▶ [PROBLEM TO WORK ON] Output the material beneath this task exactly, images excluded.

....

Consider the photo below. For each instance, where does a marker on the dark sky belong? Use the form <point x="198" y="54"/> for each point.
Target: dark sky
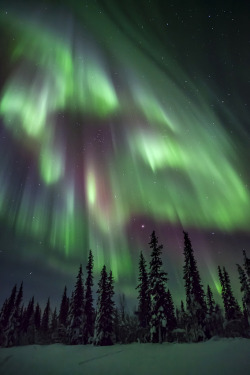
<point x="117" y="119"/>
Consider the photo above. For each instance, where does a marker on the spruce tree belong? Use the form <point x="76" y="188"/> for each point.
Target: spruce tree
<point x="16" y="322"/>
<point x="110" y="308"/>
<point x="157" y="290"/>
<point x="232" y="309"/>
<point x="89" y="309"/>
<point x="63" y="318"/>
<point x="54" y="327"/>
<point x="28" y="327"/>
<point x="45" y="324"/>
<point x="245" y="289"/>
<point x="246" y="265"/>
<point x="171" y="318"/>
<point x="77" y="312"/>
<point x="195" y="297"/>
<point x="105" y="315"/>
<point x="37" y="317"/>
<point x="210" y="301"/>
<point x="143" y="297"/>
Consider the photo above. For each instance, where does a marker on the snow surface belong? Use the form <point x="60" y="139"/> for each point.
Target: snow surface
<point x="216" y="356"/>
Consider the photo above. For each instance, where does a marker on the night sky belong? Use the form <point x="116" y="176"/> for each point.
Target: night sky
<point x="116" y="120"/>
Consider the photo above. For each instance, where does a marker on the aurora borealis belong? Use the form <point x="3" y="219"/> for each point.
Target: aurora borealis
<point x="116" y="120"/>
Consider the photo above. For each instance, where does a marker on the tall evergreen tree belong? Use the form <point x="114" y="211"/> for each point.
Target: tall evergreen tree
<point x="77" y="311"/>
<point x="157" y="288"/>
<point x="16" y="319"/>
<point x="195" y="297"/>
<point x="37" y="322"/>
<point x="232" y="309"/>
<point x="45" y="324"/>
<point x="171" y="318"/>
<point x="8" y="310"/>
<point x="246" y="265"/>
<point x="89" y="308"/>
<point x="54" y="327"/>
<point x="210" y="301"/>
<point x="63" y="318"/>
<point x="105" y="314"/>
<point x="143" y="297"/>
<point x="28" y="327"/>
<point x="64" y="309"/>
<point x="245" y="289"/>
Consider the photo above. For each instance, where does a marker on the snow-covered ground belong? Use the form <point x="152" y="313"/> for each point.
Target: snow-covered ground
<point x="223" y="356"/>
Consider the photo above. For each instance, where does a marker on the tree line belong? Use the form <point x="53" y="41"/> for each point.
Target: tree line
<point x="156" y="319"/>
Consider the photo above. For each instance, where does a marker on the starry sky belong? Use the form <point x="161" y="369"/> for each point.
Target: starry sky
<point x="116" y="120"/>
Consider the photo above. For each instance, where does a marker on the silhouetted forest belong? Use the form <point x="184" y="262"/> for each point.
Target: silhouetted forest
<point x="156" y="319"/>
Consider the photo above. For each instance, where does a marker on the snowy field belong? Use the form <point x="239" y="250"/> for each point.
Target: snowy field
<point x="223" y="356"/>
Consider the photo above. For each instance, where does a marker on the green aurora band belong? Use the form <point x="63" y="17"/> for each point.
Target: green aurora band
<point x="166" y="154"/>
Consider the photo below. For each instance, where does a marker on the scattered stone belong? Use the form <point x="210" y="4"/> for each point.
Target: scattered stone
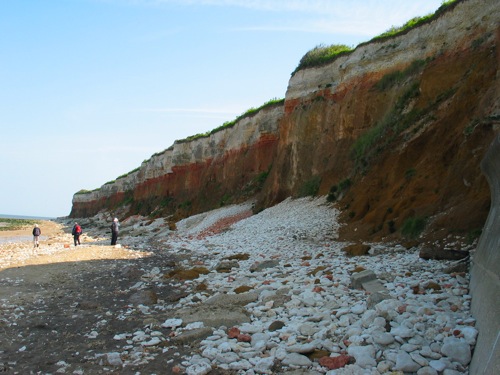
<point x="357" y="250"/>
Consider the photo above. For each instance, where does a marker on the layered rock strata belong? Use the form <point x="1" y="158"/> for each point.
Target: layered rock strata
<point x="397" y="128"/>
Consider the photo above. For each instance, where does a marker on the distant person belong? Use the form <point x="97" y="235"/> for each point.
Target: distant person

....

▶ [THE RESULT]
Consider the photo below. For each instance, where does a marker on the dark sky belong? Use the form <point x="198" y="54"/> for each point.
Target: dark sky
<point x="117" y="119"/>
Consider the photo above. For each instance, where does a marker on the spruce tree belong? Use the form <point x="76" y="188"/> for each point.
Target: spruce tree
<point x="16" y="322"/>
<point x="110" y="308"/>
<point x="157" y="290"/>
<point x="232" y="309"/>
<point x="89" y="309"/>
<point x="63" y="318"/>
<point x="54" y="327"/>
<point x="28" y="327"/>
<point x="45" y="324"/>
<point x="245" y="289"/>
<point x="246" y="265"/>
<point x="171" y="318"/>
<point x="77" y="312"/>
<point x="195" y="297"/>
<point x="105" y="315"/>
<point x="37" y="317"/>
<point x="210" y="301"/>
<point x="143" y="297"/>
Consider the photo above. For each instance, where does a marker on the snow surface belong? Use the form <point x="60" y="139"/> for each point.
Target: snow surface
<point x="216" y="356"/>
Consider the photo above. For each instance, where does a marker on the night sky belong? Use the form <point x="116" y="176"/> for each point.
Target: night sky
<point x="116" y="120"/>
Consider the photo above. For each instance, where does a marker on the aurora borealis belong? Use the form <point x="3" y="219"/> for each point.
Target: aurora borealis
<point x="116" y="120"/>
Consider the photo above. For each instance, where does a marker on the tall evergreen tree belong? Use the form <point x="114" y="211"/> for each point.
Target: tall evergreen tree
<point x="77" y="311"/>
<point x="157" y="288"/>
<point x="16" y="319"/>
<point x="195" y="297"/>
<point x="37" y="322"/>
<point x="232" y="309"/>
<point x="45" y="324"/>
<point x="171" y="318"/>
<point x="8" y="310"/>
<point x="246" y="265"/>
<point x="89" y="308"/>
<point x="54" y="327"/>
<point x="210" y="301"/>
<point x="63" y="318"/>
<point x="105" y="314"/>
<point x="143" y="297"/>
<point x="28" y="327"/>
<point x="64" y="309"/>
<point x="245" y="289"/>
Consider the photo above. For each instance, where does a marker on the snow-covered ground belong? Use the form <point x="152" y="313"/> for each point.
Target: snow-covered ground
<point x="223" y="356"/>
Consider the photo above. For each instance, where does a marker on the tree line belong? Use the form <point x="53" y="41"/> for each point.
Target: tree line
<point x="156" y="319"/>
Consider the photo above. For each instance, where does a marker on the starry sky belong? Use the form <point x="161" y="369"/> for each point.
Target: starry sky
<point x="116" y="120"/>
Consider the photo above. For each instance, where does a marker on the silhouetted forest belong? Use the form <point x="184" y="262"/> for each point.
Target: silhouetted forest
<point x="156" y="319"/>
Consider the photo above. For each instance, where does a marker on the snowy field belong? Use the form <point x="239" y="250"/> for each point.
Target: snowy field
<point x="223" y="356"/>
Consider the photo above. For each instance, where does a marker on the green aurora band belong? Use the form <point x="63" y="17"/> for each point.
Target: green aurora band
<point x="166" y="154"/>
Consider the photo below. For each instance, where does a marker on the scattered stone belong? Use the form <point x="210" y="4"/> for each point.
Target: scattered stone
<point x="357" y="250"/>
Consider the photo above. For each instance, where does a marker on the layered rock strata belong? Use the form <point x="1" y="158"/> for each point.
Target: layered rock strata
<point x="397" y="128"/>
Consider the photo above. For each instance, where does a marker on the distant person belong? Use the form <point x="97" y="235"/> for each point.
Target: distant person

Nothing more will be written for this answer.